▸ **Text section**
[Start of section]

Recognizing the importance of science, technology, engineering and math education, and showing support for students, educators and organizations in the field, North Carolina Gov. Roy Cooper this week proclaimed April as North Carolina STEM Education Month.
This step from Cooper may not come as a surprise, as he’s already taken a number of steps to nudge his state in the direction of focusing more on STEM fields. In 2018, he joined the Governors for K-12 Computer Science partnership to support development of compsci curriculum and professional development for teachers in K-12 schools. In 2020, the state’s Board of Education changed its standards to include core structure for compsci classes in K-12, according to a news release.
The governor has also taken measures to direct students in the state to pursue careers in cybersecurity by urging kids in high school to enter into the annual National Cyber Scholarship Foundation and SANS Institute’s competition, CyberStart America. Additionally, under Cooper’s leadership, the state’s Department of Administration in 2019 launched the Lady Cardinal Mentorship Program to help high school girls who are considering a career in STEM, the release said.

[End of section]

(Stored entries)
[Start of section]

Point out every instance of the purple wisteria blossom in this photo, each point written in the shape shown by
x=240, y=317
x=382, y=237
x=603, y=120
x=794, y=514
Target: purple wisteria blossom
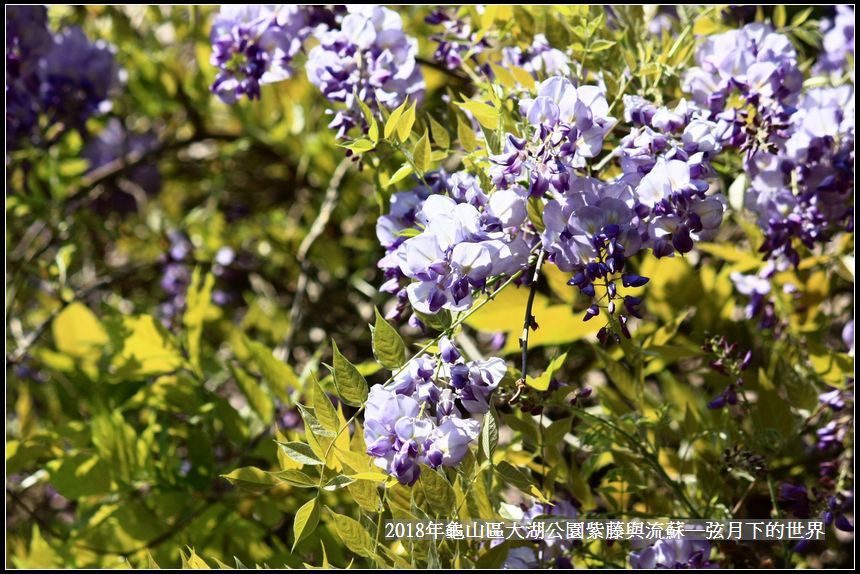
x=27, y=40
x=456, y=40
x=749, y=81
x=758, y=289
x=368, y=59
x=76, y=78
x=62, y=78
x=425, y=415
x=673, y=554
x=253, y=45
x=443, y=244
x=803, y=191
x=838, y=42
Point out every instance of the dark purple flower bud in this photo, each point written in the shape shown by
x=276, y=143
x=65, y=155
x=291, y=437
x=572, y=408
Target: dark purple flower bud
x=634, y=280
x=843, y=524
x=449, y=352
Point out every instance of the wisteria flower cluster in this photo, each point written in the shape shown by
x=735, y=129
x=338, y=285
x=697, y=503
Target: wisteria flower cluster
x=799, y=145
x=450, y=240
x=368, y=59
x=456, y=41
x=53, y=78
x=592, y=226
x=253, y=45
x=551, y=551
x=424, y=416
x=361, y=55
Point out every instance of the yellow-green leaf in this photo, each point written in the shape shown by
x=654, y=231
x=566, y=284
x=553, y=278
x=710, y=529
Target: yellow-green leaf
x=388, y=347
x=393, y=119
x=307, y=518
x=353, y=535
x=324, y=410
x=78, y=332
x=421, y=154
x=147, y=348
x=487, y=115
x=439, y=133
x=541, y=382
x=199, y=299
x=466, y=134
x=407, y=120
x=251, y=478
x=404, y=171
x=350, y=384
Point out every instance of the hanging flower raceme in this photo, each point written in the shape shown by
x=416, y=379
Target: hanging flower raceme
x=803, y=192
x=369, y=59
x=424, y=416
x=838, y=44
x=254, y=45
x=749, y=80
x=456, y=41
x=62, y=78
x=446, y=242
x=591, y=226
x=27, y=40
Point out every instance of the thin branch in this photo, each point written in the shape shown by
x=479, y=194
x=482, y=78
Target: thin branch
x=528, y=323
x=442, y=68
x=317, y=227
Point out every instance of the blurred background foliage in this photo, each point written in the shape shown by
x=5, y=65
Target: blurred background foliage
x=127, y=403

[End of section]

▸ **Work request 1**
Rewrite everything in the STEM article from "Recognizing the importance" down to "STEM Education Month.", swapping "April" for "May".
▸ **Work request 2**
For each statement, say yes or no to whether it agrees with the STEM article, and quote the deciding words: (a) Cooper joined the Governors for K-12 Computer Science partnership in 2018. (b) The state's Board of Education launched the Lady Cardinal Mentorship Program. (c) Cooper proclaimed March as North Carolina STEM Education Month.
The rows have nothing to do with this.

▸ **Answer 1**
Recognizing the importance of science, technology, engineering and math education, and showing support for students, educators and organizations in the field, North Carolina Gov. Roy Cooper this week proclaimed May as North Carolina STEM Education Month.

▸ **Answer 2**
(a) Yes: "In 2018, he joined the Governors for K-12 Computer Science partnership"
(b) No: "the state’s Department of Administration in 2019 launched the Lady Cardinal Mentorship Program"
(c) No: "proclaimed April as North Carolina STEM Education Month"